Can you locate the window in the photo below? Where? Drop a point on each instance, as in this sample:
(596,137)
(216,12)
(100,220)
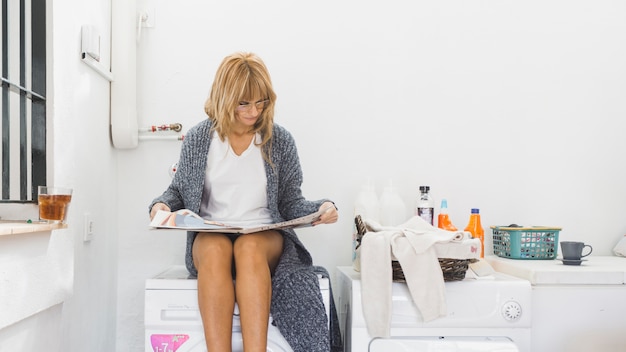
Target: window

== About this exercise ==
An exact restatement of the entries above is needed; no picture may appear in it.

== Response area ==
Can you locate the window in the photo below? Where? Drop a point on each instance, as in this sample:
(596,137)
(216,12)
(100,220)
Target: window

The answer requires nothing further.